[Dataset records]

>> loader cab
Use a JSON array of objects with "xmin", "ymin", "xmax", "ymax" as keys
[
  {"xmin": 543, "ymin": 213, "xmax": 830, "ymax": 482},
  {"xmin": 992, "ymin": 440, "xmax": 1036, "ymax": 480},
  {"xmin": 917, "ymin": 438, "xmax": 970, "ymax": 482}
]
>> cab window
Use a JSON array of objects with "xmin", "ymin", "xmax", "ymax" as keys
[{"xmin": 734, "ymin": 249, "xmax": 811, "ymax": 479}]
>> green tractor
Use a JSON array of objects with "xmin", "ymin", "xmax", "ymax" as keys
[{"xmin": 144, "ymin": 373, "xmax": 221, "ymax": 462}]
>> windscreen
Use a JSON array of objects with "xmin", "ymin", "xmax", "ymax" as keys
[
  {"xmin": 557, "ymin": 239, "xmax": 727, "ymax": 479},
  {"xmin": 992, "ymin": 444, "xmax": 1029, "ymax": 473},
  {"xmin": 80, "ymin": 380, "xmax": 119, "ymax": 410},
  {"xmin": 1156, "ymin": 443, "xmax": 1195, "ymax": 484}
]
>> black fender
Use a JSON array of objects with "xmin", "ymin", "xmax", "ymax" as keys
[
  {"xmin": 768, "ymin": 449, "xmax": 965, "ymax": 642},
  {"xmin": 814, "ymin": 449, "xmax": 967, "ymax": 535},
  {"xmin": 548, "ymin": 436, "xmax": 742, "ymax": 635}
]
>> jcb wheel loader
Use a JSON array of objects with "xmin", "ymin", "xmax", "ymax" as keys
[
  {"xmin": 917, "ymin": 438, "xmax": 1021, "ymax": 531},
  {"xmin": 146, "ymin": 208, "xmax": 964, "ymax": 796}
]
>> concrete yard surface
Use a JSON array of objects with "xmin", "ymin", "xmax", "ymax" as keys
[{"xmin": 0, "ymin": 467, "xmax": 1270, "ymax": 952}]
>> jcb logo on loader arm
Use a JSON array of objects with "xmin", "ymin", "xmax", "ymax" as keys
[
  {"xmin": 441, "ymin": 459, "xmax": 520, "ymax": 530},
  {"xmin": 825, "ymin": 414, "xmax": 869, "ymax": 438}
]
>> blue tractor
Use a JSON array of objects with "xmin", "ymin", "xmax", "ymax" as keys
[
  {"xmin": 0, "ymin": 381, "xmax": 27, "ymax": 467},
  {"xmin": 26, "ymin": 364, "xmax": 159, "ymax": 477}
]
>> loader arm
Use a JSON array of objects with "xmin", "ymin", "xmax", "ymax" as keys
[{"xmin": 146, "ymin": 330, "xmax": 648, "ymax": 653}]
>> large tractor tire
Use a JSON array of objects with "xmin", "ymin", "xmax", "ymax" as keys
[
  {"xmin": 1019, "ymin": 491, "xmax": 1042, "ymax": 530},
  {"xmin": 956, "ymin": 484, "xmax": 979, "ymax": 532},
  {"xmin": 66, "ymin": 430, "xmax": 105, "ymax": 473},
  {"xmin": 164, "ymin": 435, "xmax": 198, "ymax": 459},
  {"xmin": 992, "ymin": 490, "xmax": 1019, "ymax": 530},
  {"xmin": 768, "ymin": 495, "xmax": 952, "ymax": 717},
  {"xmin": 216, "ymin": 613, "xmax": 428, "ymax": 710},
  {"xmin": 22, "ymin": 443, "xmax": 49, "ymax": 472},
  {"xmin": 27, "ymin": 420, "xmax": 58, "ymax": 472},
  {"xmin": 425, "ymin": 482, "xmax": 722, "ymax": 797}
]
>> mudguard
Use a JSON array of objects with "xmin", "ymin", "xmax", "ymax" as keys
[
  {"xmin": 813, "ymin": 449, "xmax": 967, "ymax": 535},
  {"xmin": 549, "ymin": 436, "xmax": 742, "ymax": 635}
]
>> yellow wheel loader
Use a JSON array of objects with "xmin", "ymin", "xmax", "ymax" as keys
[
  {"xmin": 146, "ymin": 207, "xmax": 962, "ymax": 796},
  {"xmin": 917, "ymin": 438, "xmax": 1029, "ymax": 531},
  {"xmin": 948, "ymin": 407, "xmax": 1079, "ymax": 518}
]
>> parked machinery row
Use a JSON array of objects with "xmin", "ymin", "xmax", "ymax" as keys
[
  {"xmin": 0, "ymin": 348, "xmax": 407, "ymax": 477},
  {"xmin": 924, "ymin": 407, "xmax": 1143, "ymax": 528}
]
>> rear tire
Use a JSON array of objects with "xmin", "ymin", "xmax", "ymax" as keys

§ Aim
Print every record exactly as it was given.

§ Written solution
>> loader cab
Use a JSON array of objects with "xmin", "ymin", "xmax", "ymax" as keys
[
  {"xmin": 543, "ymin": 213, "xmax": 830, "ymax": 482},
  {"xmin": 992, "ymin": 440, "xmax": 1036, "ymax": 480},
  {"xmin": 917, "ymin": 438, "xmax": 970, "ymax": 482}
]
>> cab window
Use a JSON array of objects with "xmin", "ymin", "xmax", "ymax" as keys
[{"xmin": 734, "ymin": 249, "xmax": 811, "ymax": 479}]
>> green tractor
Use a JSON array of objects with "xmin", "ymin", "xmax", "ymax" as keys
[{"xmin": 144, "ymin": 373, "xmax": 221, "ymax": 462}]
>> windscreen
Use a JSON array of objects with "xmin", "ymin", "xmax", "ymax" as keys
[
  {"xmin": 557, "ymin": 239, "xmax": 727, "ymax": 479},
  {"xmin": 992, "ymin": 444, "xmax": 1029, "ymax": 473},
  {"xmin": 80, "ymin": 380, "xmax": 119, "ymax": 410},
  {"xmin": 1156, "ymin": 443, "xmax": 1195, "ymax": 484}
]
>> black fender
Use a JSON array of objects with "xmin", "ymin", "xmax", "ymax" as keys
[
  {"xmin": 768, "ymin": 449, "xmax": 965, "ymax": 642},
  {"xmin": 814, "ymin": 449, "xmax": 967, "ymax": 535},
  {"xmin": 548, "ymin": 436, "xmax": 742, "ymax": 635}
]
>> jcb wheel loader
Use a JSON array of objects with "xmin", "ymin", "xmax", "ymax" as keys
[
  {"xmin": 917, "ymin": 438, "xmax": 1021, "ymax": 531},
  {"xmin": 146, "ymin": 208, "xmax": 964, "ymax": 796}
]
>> concrete yard surface
Use a JSON array of objects with "xmin", "ymin", "xmax", "ymax" as keys
[{"xmin": 0, "ymin": 467, "xmax": 1270, "ymax": 952}]
>> jcb logo on loader arm
Use a JSON array of objects with "xmin", "ymin", "xmax", "ymax" as keys
[
  {"xmin": 441, "ymin": 459, "xmax": 520, "ymax": 530},
  {"xmin": 825, "ymin": 414, "xmax": 869, "ymax": 438}
]
>> blue tractor
Use a JSON array of objects with "xmin", "ymin", "xmax", "ymax" as keys
[
  {"xmin": 0, "ymin": 381, "xmax": 27, "ymax": 467},
  {"xmin": 26, "ymin": 364, "xmax": 159, "ymax": 477}
]
>> loader arm
Use a JSON array of objects with "xmin", "ymin", "xmax", "ymax" as keys
[{"xmin": 146, "ymin": 330, "xmax": 648, "ymax": 653}]
>> large tractor tire
Use a JSON array of objects with "xmin", "ymin", "xmax", "ymax" as keys
[
  {"xmin": 1019, "ymin": 491, "xmax": 1042, "ymax": 530},
  {"xmin": 956, "ymin": 484, "xmax": 979, "ymax": 532},
  {"xmin": 66, "ymin": 430, "xmax": 105, "ymax": 473},
  {"xmin": 164, "ymin": 435, "xmax": 198, "ymax": 459},
  {"xmin": 992, "ymin": 490, "xmax": 1019, "ymax": 530},
  {"xmin": 768, "ymin": 495, "xmax": 952, "ymax": 717},
  {"xmin": 216, "ymin": 613, "xmax": 428, "ymax": 710},
  {"xmin": 22, "ymin": 443, "xmax": 49, "ymax": 472},
  {"xmin": 27, "ymin": 420, "xmax": 58, "ymax": 472},
  {"xmin": 425, "ymin": 482, "xmax": 722, "ymax": 797}
]
>> mudguard
Use a JSON array of objects with "xmin", "ymin", "xmax", "ymax" as keys
[
  {"xmin": 813, "ymin": 449, "xmax": 967, "ymax": 535},
  {"xmin": 549, "ymin": 436, "xmax": 742, "ymax": 635}
]
>> yellow wheel loader
Use a JSON array of objects with "xmin", "ymin", "xmax", "ymax" as keys
[
  {"xmin": 146, "ymin": 207, "xmax": 962, "ymax": 796},
  {"xmin": 917, "ymin": 438, "xmax": 1029, "ymax": 531},
  {"xmin": 948, "ymin": 407, "xmax": 1079, "ymax": 518}
]
>> parked machinery row
Use a JSON array of objects with "xmin", "ymin", "xmax", "ymax" as keys
[
  {"xmin": 0, "ymin": 348, "xmax": 407, "ymax": 477},
  {"xmin": 924, "ymin": 407, "xmax": 1143, "ymax": 528}
]
>> rear tire
Use a JSON array of objects with "xmin", "ymin", "xmax", "ymax" as keys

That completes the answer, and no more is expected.